REQUIREMENT
Using the records below, write out again exactly the lines that begin at the line containing "Target: orange protective suit" and end at the line containing "Target: burnt tree foliage", and no other lines.

[Saved entries]
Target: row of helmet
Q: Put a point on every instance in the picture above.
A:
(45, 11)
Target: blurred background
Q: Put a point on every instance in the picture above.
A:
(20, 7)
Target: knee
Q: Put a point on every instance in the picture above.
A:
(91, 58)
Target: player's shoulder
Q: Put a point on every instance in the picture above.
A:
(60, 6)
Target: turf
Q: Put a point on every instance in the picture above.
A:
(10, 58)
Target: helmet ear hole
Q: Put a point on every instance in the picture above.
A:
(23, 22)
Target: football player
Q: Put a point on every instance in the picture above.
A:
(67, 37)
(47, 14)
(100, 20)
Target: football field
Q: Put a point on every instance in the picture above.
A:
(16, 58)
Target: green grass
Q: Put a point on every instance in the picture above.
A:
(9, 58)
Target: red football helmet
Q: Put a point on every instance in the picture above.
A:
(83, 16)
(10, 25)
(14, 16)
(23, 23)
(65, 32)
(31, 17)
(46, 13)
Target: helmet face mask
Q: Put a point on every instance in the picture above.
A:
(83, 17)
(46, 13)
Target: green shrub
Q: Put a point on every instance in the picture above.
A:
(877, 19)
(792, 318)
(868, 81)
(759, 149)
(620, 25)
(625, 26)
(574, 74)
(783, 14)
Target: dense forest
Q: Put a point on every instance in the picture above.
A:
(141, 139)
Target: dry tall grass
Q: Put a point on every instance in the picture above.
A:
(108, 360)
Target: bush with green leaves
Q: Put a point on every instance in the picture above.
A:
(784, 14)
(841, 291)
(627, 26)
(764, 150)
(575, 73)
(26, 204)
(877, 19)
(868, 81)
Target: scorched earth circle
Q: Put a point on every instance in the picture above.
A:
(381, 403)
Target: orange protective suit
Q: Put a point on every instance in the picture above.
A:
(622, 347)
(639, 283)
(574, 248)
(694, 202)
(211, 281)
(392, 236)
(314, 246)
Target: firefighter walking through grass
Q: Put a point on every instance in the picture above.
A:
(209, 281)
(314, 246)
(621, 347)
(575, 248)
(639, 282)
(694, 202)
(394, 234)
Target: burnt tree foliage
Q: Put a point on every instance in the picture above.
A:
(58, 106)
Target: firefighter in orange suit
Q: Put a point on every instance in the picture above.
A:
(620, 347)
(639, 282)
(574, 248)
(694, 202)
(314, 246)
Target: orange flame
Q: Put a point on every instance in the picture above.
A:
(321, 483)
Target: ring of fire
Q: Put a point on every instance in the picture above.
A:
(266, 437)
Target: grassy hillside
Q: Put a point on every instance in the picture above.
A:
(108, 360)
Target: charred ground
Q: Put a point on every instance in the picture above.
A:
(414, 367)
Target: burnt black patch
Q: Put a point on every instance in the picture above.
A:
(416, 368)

ANSWER TO THE EXERCISE
Target: orange protective suit
Q: Put a point on every instance in the picture above.
A:
(622, 347)
(639, 283)
(574, 248)
(694, 202)
(211, 281)
(392, 236)
(314, 246)
Target: firefighter walking through grass
Q: Put a point on every instance in the picture above.
A:
(209, 281)
(314, 246)
(621, 347)
(575, 248)
(639, 282)
(694, 202)
(394, 234)
Target: burnt tree foliage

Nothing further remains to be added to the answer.